> Quoted passage

━━━━━━━━━━━━━━━━━━━━━━━━━━━━━━

FIG. 3 illustrates an inner configuration of the OCT probe 10 according to the example 2 of the invention. In each example explained below, to elements which are the same as or similar to those of the example 1, the same reference numbers are assigned, and explanations thereof will be simplified or omitted.
Since a coating surface of the fluorocarbon resin, such as PTFE exemplified in the example 1, has a low frictional coefficient, almost no frictional resistance is caused. In the example 2, in place of PTFE, the whole outer circumferential surface expending from the tip to the proximal end of the optical fiber 11 is covered with a PI coat 111 as primary coating, and is further covered with a PFA coat 112 as secondary coating. In the example 2, since no clearance is secured between the optical fiber 11 and a coating layer, the rotation torque of the radial scan motor 32 is transmitted more smoothly and effectively to the tip side of the optical fiber 11. In the example 2, the optical fiber 11 and the ferrule 12 after covering with the PFA coat 112 are sufficiently adhered and fixed by only the thermosetting adhesive 103. For this reason, in the example 2, the FEP heat shrinkable tube 102 is omitted from the components, and the pressure joining area of the FEP heat shrinkable tube 102 is restricted to the GRIN lens 13 and the ferrule 12 only.

Example 3

The inventors of the invention understand that a primary factor that causes the swinging motion of the tip portion of the optical fiber 11 in the outer sheath 15 is a shift between the barycenter of the component fixed to the tip of the optical fiber 11 and the rotation center axis (the reference axis AX) of the optical fiber 11. In the example 2, of the components accommodated in the outer sheath 15, components other than the GRIN lens 13 and the deflection prism 14 are arranged such that barycenters thereof coincide with the rotation center axis (reference axis AX) of the optical fiber 11. In other words, the barycenters of the GRIN lens 13 and the deflection prism 14 shift from the reference axis AX. For this reason, in the example 3, a barycenter adjustment member 121 is added to the configuration shown in the example 2.
FIG. 4 is illustrates an inner configuration of the OCT probe 10 according to the example 3 of the invention. As shown in FIG. 4, the OCT probe 10 according to the example 3 has the same configuration as that of the OCT probe 10 according to the example 2 excepting that the barycenter adjustment member 121 is adhered and fixed to the back side of the reflection surface (on which the low coherence light is incident) of the deflection prism 14.

━━━━━━━━━━━━━━━━━━━━━━━━━━━━━━

> Items
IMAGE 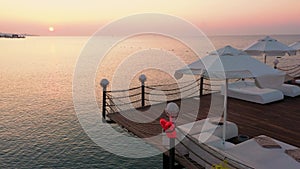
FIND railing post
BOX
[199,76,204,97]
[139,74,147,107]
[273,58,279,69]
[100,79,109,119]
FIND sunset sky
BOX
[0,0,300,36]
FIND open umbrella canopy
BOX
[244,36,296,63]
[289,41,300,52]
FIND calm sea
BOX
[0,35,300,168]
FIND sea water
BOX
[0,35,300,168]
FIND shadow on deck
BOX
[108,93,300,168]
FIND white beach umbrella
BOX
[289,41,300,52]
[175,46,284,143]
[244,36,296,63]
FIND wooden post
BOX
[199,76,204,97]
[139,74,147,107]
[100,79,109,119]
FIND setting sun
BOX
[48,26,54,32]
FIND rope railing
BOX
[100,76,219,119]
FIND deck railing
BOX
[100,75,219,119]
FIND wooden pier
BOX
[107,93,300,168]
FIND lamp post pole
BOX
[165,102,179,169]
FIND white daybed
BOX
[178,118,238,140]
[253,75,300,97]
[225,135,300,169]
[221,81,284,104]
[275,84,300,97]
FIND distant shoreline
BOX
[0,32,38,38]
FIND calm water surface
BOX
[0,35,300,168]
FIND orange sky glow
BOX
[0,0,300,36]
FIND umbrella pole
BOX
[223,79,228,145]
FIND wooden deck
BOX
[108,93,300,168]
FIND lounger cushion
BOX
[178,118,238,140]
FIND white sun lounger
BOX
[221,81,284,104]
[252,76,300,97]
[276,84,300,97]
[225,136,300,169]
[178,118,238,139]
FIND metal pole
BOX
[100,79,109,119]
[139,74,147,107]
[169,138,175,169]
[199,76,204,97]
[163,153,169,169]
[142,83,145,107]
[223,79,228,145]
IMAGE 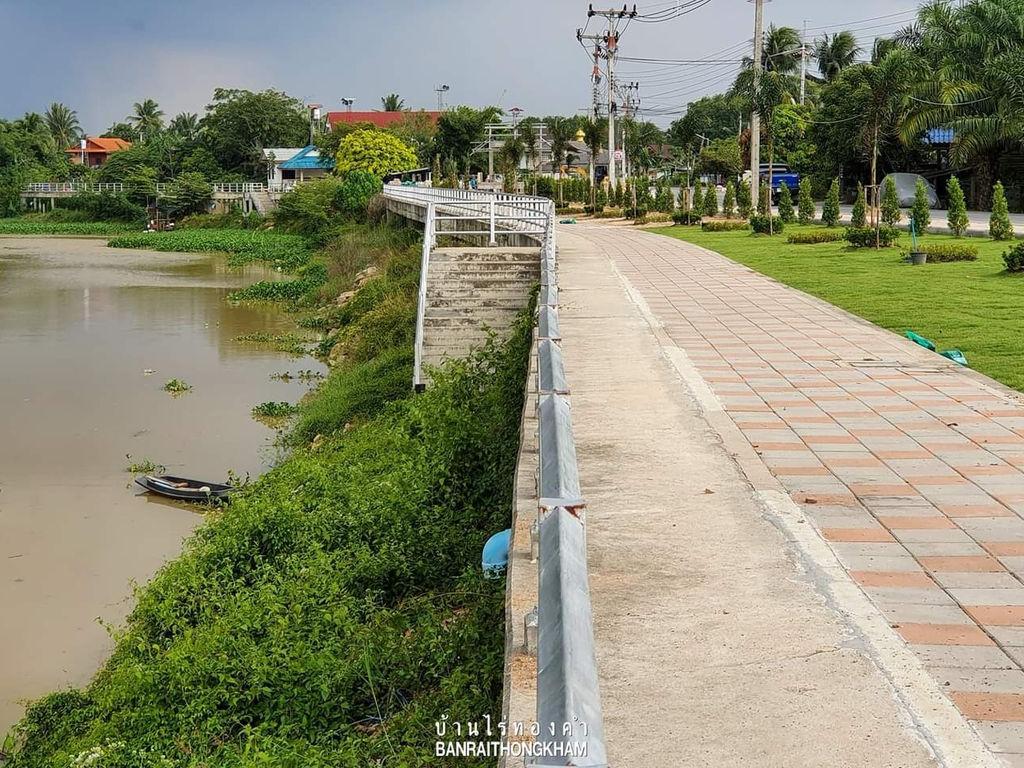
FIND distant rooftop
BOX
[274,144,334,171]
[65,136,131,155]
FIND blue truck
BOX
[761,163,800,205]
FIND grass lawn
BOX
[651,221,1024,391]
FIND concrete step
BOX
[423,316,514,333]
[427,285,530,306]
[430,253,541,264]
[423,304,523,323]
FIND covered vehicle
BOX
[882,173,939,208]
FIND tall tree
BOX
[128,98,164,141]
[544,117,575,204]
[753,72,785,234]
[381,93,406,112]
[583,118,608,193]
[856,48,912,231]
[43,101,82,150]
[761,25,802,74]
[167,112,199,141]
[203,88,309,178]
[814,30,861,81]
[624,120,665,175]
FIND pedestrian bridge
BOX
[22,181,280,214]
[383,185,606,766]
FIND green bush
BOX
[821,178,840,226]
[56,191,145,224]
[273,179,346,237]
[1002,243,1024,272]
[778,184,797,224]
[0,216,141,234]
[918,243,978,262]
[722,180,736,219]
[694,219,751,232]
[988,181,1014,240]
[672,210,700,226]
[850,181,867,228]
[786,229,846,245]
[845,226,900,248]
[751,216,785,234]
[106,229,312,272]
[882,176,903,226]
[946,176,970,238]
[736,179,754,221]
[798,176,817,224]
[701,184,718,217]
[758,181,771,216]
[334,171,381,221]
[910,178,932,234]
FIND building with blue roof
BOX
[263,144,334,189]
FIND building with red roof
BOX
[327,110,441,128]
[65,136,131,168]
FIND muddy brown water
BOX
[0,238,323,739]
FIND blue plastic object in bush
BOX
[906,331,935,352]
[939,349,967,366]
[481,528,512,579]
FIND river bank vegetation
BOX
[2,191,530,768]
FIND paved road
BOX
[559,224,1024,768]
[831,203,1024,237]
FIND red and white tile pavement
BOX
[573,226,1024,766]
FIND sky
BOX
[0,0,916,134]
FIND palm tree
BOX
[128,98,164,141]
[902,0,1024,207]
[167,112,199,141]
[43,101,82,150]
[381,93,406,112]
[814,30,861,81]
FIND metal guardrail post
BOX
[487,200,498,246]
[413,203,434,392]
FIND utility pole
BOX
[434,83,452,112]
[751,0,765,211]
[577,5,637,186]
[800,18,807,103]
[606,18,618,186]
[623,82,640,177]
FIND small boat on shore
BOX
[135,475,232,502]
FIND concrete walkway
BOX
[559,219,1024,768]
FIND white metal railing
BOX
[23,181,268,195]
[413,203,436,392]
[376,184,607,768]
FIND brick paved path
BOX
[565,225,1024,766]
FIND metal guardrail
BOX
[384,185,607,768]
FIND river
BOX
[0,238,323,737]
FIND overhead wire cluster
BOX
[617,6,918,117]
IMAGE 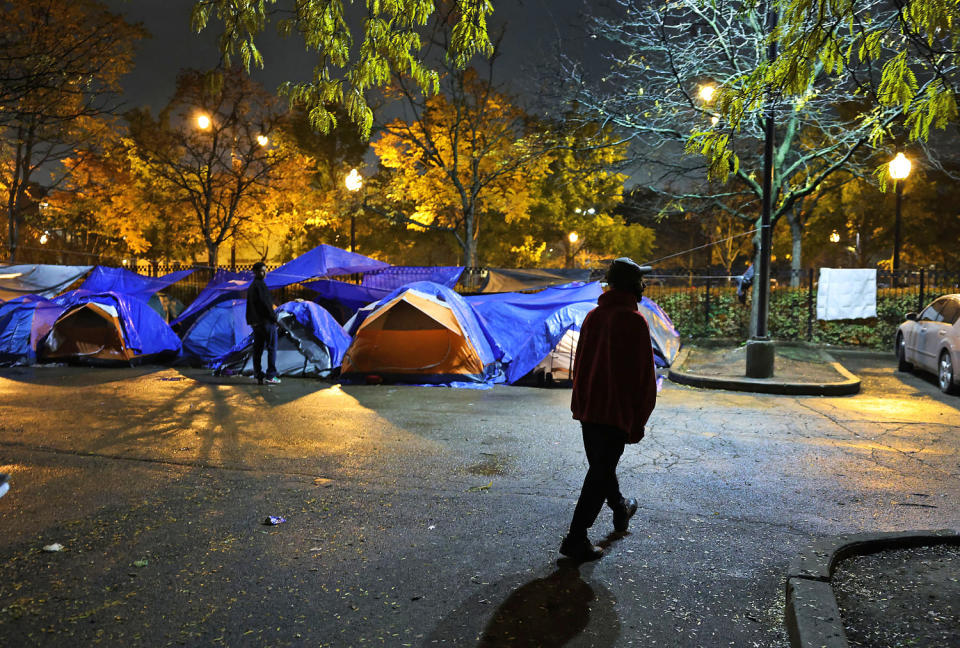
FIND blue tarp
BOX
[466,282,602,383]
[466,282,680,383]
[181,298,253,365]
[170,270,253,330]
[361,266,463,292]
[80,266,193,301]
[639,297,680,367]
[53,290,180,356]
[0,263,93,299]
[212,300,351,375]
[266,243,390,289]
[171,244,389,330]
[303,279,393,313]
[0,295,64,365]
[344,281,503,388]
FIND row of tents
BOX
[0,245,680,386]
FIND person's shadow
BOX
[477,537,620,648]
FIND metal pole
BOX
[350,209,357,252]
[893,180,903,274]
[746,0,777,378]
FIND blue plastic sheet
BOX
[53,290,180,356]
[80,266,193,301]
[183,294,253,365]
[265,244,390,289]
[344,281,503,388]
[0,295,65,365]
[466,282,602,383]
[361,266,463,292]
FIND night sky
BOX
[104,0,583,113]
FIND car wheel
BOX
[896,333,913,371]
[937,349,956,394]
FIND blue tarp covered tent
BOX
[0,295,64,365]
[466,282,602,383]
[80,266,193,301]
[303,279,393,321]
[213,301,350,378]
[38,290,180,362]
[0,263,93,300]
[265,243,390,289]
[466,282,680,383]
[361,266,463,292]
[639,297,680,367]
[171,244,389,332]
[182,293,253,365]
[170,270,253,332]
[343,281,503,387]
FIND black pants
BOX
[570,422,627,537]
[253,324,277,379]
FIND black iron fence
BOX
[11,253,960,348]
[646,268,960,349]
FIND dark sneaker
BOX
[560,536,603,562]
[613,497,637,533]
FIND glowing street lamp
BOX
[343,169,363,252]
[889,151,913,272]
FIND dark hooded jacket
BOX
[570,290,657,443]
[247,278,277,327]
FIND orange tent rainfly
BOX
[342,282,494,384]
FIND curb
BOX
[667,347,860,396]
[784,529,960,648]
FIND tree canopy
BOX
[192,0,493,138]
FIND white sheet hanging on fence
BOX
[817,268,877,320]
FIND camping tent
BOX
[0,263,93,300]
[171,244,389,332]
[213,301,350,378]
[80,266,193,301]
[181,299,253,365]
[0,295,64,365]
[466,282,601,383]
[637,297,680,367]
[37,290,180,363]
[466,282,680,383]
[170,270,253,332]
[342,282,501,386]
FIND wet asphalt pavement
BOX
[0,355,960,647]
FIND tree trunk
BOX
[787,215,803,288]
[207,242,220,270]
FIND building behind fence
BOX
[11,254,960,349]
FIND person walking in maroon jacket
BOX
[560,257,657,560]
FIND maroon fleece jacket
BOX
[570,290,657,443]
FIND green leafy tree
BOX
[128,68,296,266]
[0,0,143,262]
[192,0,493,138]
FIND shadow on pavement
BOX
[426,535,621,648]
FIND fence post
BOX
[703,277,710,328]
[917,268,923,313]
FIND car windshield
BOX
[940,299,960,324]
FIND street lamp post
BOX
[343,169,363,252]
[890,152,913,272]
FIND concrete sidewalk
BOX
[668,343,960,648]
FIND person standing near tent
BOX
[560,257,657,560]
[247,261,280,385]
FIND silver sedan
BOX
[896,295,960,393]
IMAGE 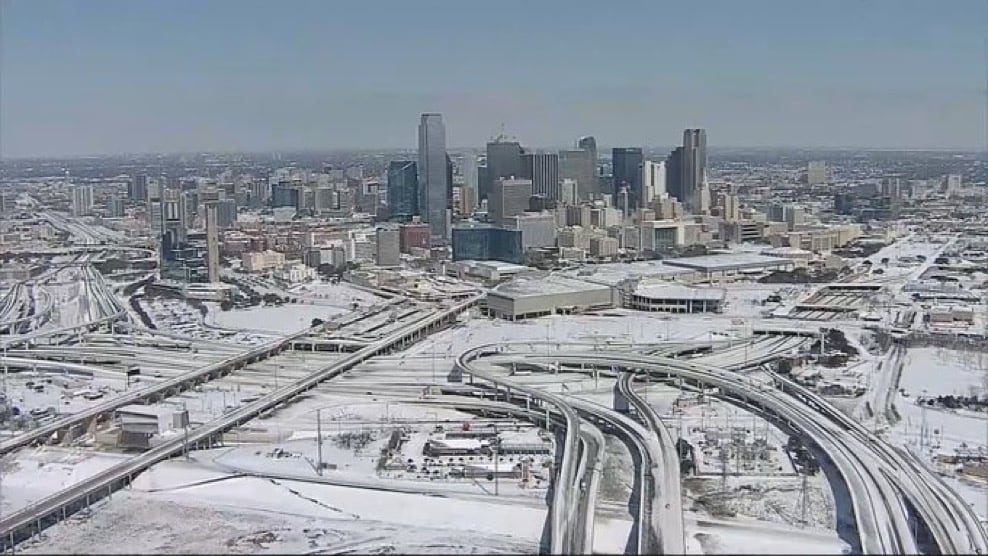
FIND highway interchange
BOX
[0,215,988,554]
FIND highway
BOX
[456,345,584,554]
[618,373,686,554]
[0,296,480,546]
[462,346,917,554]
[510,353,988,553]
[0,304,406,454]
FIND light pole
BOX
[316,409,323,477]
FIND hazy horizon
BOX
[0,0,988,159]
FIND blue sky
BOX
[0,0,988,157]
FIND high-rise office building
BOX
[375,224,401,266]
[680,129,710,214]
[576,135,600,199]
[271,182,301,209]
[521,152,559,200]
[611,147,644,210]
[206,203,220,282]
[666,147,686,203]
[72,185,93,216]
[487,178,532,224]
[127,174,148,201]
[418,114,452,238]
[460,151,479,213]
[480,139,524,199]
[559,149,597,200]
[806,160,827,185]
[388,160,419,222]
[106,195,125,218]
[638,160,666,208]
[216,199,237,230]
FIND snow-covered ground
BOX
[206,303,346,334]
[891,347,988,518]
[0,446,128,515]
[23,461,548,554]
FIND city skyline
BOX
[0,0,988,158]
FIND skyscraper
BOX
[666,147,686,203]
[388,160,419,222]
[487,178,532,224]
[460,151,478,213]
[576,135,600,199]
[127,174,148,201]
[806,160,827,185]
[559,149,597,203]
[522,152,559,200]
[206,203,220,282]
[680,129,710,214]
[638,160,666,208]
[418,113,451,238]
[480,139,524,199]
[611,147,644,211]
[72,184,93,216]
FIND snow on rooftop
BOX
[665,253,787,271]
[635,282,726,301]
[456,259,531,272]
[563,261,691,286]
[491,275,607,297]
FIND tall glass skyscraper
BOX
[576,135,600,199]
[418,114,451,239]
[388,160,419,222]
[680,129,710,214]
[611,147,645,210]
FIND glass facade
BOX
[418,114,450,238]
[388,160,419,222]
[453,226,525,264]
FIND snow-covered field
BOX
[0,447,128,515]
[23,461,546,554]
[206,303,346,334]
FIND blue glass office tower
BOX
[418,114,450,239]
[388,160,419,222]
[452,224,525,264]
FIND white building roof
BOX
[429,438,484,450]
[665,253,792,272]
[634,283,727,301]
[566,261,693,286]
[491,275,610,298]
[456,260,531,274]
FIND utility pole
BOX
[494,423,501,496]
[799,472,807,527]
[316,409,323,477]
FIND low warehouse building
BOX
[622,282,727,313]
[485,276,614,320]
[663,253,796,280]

━━━━━━━━━━━━━━━━━━━━━━━━━━━━━━

> Task A
In the OCT probe passage, what covers the optical fiber as its secondary coating in example 2?
> Task B
Rewrite the listing as a numbered list from its first line up to and including the line with "[383,185,606,766]", skipping blank lines. Leave the pictures out of your answer.
The OCT probe passage and the listing have nothing to do with each other.

> Finished answer A
The PFA coat 112.

> Finished answer B
1. IMAGE 
2. FIND railing post
3. BOX
4. [199,76,204,97]
5. [139,74,147,107]
6. [273,58,279,69]
7. [100,79,109,119]
8. FIND sunset sky
9. BOX
10. [0,0,300,36]
11. FIND open umbrella canopy
12. BOX
13. [244,36,296,63]
14. [289,41,300,52]
15. FIND calm sea
16. BOX
17. [0,35,300,168]
18. FIND sea water
19. BOX
20. [0,35,300,168]
21. FIND shadow on deck
22. BOX
23. [108,93,300,168]
24. FIND white beach umbrella
25. BOX
26. [289,41,300,52]
27. [175,46,284,143]
28. [244,36,296,63]
29. FIND wooden post
30. BOX
31. [199,76,204,97]
32. [139,74,147,107]
33. [100,79,109,119]
34. FIND setting sun
35. BOX
36. [48,26,54,32]
37. FIND rope railing
38. BOX
39. [100,76,219,119]
40. FIND deck railing
41. BOX
42. [100,75,219,119]
43. FIND wooden pier
44. BOX
45. [107,93,300,168]
46. FIND lamp post pole
47. BOX
48. [165,102,179,169]
49. FIND white daybed
50. BOX
51. [178,118,238,140]
52. [253,75,300,97]
53. [225,135,300,169]
54. [221,81,284,104]
55. [275,84,300,97]
56. FIND distant shoreline
57. BOX
58. [0,32,38,38]
59. FIND calm water surface
60. BOX
61. [0,35,300,168]
62. FIND orange sky glow
63. BOX
64. [0,0,300,36]
65. FIND umbrella pole
66. BOX
67. [223,79,228,145]
68. FIND wooden deck
69. BOX
70. [108,93,300,168]
71. FIND lounger cushion
72. BOX
73. [178,118,238,140]
74. FIND white sun lounger
75. BOX
76. [221,81,284,104]
77. [252,76,300,97]
78. [276,84,300,97]
79. [225,136,300,169]
80. [178,118,238,139]
81. FIND metal pole
82. BOX
83. [100,79,109,119]
84. [139,74,147,107]
85. [169,138,175,169]
86. [199,76,204,97]
87. [163,153,169,169]
88. [142,83,145,107]
89. [223,79,228,145]
90. IMAGE 
91. FIND distant rooftop
92. BOX
93. [274,144,334,171]
94. [65,136,131,155]
95. FIND blue truck
96. BOX
97. [761,163,800,205]
98. FIND grass lawn
99. BOX
100. [651,221,1024,391]
101. FIND concrete step
102. BOX
103. [423,316,514,333]
104. [427,285,530,306]
105. [430,253,541,264]
106. [423,304,523,323]
107. FIND covered vehicle
108. BOX
109. [882,173,939,208]
110. FIND tall tree
111. BOX
112. [128,98,164,141]
113. [544,117,575,204]
114. [753,72,785,234]
115. [381,93,406,112]
116. [583,118,608,193]
117. [856,48,912,231]
118. [43,101,82,150]
119. [761,25,802,74]
120. [167,112,199,141]
121. [203,88,309,178]
122. [814,30,861,81]
123. [624,120,665,175]
124. FIND pedestrian bridge
125. BOX
126. [22,181,280,214]
127. [383,185,606,766]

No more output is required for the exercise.